### SHORT PROBLEM
Everything from the line holding "Note: for every instance of the tree, put" through the last line below must be repeated exactly, and nothing else.

-- Start of INFORMATION SHOWN --

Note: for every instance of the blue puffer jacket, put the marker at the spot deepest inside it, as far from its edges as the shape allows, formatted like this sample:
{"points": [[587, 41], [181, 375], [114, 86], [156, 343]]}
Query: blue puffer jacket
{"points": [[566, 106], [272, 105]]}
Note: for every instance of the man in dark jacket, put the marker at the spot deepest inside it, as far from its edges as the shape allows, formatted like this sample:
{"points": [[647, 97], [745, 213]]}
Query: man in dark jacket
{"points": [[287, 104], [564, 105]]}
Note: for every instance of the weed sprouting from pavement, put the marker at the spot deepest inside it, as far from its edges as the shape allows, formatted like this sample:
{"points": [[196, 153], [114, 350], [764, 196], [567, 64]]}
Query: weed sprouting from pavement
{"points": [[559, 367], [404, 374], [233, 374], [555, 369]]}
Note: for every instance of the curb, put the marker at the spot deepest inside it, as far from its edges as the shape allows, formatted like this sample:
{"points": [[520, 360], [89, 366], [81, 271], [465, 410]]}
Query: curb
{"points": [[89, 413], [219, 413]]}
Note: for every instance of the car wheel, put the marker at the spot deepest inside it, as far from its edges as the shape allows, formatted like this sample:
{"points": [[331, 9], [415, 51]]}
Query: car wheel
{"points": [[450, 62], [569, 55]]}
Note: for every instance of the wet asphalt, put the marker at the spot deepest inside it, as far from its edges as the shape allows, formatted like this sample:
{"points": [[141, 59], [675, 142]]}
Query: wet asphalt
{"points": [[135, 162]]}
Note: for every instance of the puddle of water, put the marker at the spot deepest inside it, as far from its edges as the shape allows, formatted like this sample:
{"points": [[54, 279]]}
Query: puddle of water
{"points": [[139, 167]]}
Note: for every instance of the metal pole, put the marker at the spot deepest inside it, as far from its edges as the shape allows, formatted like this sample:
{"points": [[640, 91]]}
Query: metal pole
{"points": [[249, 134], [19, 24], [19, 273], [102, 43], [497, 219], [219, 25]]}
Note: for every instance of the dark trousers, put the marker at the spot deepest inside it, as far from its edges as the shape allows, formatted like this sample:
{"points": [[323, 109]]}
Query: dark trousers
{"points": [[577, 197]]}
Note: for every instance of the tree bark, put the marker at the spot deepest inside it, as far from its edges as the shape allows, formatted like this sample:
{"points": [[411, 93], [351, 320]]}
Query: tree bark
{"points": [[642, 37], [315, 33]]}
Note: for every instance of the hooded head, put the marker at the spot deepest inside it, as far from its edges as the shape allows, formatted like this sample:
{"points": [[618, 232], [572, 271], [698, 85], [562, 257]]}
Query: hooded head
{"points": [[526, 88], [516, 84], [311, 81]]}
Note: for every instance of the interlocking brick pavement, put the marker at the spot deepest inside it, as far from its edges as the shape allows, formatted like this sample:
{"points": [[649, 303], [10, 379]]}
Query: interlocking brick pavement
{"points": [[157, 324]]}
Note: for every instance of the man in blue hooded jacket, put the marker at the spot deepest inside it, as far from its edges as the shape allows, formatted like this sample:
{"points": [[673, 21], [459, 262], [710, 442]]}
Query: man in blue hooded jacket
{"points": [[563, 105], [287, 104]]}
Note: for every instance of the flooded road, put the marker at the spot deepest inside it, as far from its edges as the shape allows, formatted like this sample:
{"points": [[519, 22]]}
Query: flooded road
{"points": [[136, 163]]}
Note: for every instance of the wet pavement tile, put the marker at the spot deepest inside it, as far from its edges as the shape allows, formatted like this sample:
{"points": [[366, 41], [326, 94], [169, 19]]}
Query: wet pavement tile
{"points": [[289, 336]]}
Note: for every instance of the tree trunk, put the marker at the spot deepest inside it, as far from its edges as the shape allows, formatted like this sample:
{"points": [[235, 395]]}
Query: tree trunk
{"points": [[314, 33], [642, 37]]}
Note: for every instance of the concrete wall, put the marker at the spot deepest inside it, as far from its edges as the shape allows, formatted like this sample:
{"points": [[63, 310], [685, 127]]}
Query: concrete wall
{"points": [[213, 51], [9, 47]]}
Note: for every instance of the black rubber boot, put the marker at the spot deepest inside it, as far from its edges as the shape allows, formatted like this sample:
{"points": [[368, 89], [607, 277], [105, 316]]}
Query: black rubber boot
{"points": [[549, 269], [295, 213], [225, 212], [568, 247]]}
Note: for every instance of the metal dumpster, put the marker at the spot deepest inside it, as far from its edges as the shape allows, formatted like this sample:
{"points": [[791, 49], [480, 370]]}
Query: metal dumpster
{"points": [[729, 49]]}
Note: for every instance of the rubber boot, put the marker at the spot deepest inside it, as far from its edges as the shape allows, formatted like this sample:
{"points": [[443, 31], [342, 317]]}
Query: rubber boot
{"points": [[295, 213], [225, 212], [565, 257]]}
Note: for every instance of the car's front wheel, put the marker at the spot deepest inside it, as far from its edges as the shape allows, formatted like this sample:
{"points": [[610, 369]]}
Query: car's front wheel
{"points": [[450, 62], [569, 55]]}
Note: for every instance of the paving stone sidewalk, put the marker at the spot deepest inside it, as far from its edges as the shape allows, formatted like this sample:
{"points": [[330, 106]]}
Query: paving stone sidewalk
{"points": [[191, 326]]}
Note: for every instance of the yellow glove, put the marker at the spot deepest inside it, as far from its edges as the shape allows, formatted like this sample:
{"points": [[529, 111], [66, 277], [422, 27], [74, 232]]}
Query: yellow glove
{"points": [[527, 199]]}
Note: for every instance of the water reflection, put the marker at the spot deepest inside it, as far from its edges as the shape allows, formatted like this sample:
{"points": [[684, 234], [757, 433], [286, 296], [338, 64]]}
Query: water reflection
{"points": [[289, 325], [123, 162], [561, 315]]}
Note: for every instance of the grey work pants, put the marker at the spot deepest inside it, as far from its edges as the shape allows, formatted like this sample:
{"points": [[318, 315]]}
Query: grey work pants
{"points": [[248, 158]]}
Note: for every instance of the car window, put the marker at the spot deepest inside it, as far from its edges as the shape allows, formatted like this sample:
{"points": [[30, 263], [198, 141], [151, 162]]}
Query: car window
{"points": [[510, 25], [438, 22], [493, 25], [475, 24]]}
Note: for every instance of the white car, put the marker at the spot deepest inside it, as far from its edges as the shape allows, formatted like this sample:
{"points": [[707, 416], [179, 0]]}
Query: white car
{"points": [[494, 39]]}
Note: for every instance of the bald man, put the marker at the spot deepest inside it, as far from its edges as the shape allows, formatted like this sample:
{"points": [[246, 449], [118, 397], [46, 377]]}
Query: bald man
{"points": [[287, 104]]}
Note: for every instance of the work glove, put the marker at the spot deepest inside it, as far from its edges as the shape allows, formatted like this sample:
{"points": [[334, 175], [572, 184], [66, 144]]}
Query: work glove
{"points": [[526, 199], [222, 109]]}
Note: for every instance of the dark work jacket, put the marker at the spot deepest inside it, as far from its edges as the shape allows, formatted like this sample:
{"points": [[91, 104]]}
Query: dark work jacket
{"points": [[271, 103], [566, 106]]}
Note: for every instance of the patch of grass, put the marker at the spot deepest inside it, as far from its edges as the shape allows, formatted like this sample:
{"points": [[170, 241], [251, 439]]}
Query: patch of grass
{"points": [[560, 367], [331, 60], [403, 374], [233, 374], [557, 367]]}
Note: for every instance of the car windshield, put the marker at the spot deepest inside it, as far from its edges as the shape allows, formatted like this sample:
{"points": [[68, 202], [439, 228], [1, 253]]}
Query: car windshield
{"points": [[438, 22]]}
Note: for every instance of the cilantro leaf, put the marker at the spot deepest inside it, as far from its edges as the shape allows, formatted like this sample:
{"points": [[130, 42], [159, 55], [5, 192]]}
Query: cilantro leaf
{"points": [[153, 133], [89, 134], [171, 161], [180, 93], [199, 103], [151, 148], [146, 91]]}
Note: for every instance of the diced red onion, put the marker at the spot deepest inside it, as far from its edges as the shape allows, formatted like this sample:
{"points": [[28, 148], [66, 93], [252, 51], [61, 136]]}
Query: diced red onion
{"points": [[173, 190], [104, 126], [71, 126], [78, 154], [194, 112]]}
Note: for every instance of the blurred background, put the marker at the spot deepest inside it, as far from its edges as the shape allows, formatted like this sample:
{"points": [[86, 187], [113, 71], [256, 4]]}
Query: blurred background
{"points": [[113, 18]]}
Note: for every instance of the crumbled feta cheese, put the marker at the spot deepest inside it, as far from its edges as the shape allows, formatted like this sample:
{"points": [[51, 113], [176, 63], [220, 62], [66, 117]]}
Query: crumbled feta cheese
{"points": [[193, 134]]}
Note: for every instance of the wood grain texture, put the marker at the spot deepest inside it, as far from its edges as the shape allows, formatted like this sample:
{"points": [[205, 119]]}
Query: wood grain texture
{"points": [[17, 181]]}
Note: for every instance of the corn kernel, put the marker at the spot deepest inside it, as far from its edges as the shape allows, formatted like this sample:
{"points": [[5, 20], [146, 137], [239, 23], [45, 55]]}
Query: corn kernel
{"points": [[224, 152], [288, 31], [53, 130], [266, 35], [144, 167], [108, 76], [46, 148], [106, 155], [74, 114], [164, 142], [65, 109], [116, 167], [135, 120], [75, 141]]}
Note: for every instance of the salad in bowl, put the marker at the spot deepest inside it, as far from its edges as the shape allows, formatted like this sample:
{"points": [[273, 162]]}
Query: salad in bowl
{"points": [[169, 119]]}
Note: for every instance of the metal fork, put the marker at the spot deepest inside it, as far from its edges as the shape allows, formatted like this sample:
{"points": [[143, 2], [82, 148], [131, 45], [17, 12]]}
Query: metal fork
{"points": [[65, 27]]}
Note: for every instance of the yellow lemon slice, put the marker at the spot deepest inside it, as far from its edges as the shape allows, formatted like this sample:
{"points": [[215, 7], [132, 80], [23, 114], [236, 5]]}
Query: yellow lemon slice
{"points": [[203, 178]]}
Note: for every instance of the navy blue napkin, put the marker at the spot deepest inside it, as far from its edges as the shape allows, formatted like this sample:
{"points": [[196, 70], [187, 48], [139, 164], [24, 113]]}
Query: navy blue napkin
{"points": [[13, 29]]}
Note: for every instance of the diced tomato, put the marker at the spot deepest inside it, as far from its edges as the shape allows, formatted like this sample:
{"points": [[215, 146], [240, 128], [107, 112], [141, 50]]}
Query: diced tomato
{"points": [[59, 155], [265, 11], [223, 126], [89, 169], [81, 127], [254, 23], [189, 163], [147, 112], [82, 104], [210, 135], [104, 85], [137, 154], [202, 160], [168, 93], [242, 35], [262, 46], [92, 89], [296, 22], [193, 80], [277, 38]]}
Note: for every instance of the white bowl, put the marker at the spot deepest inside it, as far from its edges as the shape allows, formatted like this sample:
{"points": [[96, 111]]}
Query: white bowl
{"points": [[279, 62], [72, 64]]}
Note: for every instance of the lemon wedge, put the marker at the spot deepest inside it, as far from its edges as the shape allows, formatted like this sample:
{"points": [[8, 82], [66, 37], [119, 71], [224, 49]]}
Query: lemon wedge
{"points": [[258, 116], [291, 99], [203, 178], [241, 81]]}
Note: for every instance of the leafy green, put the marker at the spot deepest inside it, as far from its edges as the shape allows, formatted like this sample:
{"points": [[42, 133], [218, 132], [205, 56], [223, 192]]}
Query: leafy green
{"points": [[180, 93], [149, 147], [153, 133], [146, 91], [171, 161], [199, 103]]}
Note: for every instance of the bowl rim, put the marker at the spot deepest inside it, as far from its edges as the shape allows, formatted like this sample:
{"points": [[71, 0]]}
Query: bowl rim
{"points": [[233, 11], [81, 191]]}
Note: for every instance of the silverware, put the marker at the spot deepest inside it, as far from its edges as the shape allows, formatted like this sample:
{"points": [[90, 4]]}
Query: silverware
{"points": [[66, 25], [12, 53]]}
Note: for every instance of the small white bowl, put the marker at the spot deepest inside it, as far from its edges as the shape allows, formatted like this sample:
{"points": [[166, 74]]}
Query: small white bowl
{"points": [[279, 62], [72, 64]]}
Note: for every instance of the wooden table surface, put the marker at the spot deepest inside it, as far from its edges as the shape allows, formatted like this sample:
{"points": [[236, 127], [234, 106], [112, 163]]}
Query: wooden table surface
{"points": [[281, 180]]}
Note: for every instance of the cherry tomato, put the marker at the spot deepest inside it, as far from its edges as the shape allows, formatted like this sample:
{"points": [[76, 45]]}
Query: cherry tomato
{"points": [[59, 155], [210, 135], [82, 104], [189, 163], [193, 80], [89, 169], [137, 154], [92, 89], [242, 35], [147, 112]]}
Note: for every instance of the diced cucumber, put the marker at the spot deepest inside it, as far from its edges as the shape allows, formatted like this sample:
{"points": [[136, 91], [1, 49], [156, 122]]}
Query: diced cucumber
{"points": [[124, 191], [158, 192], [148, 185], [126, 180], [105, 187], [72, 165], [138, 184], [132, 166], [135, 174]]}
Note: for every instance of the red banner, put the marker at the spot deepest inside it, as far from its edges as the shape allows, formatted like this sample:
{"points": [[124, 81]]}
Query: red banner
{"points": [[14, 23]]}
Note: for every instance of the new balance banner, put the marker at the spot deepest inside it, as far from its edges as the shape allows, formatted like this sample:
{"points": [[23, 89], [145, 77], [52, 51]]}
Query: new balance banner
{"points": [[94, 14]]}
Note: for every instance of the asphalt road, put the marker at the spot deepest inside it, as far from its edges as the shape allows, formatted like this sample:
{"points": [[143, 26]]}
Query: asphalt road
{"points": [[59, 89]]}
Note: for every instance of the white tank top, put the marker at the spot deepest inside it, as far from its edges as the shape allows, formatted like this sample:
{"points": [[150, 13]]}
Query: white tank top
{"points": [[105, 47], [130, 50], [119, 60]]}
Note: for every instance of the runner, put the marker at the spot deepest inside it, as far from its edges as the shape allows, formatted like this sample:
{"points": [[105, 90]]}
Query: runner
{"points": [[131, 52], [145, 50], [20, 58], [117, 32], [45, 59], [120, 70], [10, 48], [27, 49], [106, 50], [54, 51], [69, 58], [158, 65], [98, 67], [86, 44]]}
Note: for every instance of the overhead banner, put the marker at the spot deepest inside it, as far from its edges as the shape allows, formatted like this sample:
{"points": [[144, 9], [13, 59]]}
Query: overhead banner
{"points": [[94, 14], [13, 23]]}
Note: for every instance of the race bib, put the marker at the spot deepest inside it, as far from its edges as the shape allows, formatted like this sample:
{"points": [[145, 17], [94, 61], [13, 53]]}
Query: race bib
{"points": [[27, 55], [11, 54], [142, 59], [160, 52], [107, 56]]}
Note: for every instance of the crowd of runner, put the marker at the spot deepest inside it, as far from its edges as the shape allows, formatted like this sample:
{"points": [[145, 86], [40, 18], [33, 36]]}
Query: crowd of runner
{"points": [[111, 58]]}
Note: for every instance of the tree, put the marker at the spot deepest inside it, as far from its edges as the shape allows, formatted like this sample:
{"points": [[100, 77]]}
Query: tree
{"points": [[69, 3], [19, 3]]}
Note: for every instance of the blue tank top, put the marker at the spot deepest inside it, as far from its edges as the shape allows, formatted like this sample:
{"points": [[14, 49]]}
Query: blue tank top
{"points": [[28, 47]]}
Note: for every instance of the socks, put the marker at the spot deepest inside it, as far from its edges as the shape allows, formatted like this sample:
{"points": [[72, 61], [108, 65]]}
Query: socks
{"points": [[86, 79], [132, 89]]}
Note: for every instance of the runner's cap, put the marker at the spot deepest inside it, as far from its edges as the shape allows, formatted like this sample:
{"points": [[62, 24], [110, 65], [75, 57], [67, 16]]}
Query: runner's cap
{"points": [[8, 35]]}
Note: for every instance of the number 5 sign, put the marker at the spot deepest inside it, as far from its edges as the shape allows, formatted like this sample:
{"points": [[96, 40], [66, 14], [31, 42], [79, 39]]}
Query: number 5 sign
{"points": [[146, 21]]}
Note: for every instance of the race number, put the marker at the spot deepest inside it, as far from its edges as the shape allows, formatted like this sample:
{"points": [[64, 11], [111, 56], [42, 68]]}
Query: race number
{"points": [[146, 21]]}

-- End of INFORMATION SHOWN --

### RESPONSE FOR THIS EXERCISE
Note: for every instance of the tree, put the marker at the spot deepest inside it, as far from its edges as the shape allows, formatted like this sample:
{"points": [[100, 77]]}
Query: tree
{"points": [[69, 3], [19, 3]]}
Note: for every instance of the blue tank top, put the marker at the spot deepest inside it, as far from its edges as the shape allows, formatted like this sample:
{"points": [[14, 49]]}
Query: blue tank top
{"points": [[28, 47]]}
Note: for every instance of the socks, put the marker at the spot deepest inside it, as far from its edges as the shape allows, formatted like this sample:
{"points": [[72, 61], [108, 65]]}
Query: socks
{"points": [[86, 79], [132, 89]]}
Note: for every instance of the runner's cap, put the marker at the spot deepest inside it, as far from its edges as the shape allows, formatted like this sample:
{"points": [[62, 24], [110, 65], [75, 57], [67, 16]]}
Query: runner's cap
{"points": [[8, 35]]}
Note: for every instance of the number 5 sign, put the marker at the spot deepest inside it, as far from its edges as the shape allows, formatted like this sample:
{"points": [[96, 40], [66, 14], [31, 42], [79, 39]]}
Query: number 5 sign
{"points": [[146, 21]]}
Note: for every instance of the race number, put the marker at the spot deepest inside it, as far from its edges as the shape allows, formatted like this sample:
{"points": [[64, 11], [111, 56], [42, 68]]}
Query: race number
{"points": [[146, 21]]}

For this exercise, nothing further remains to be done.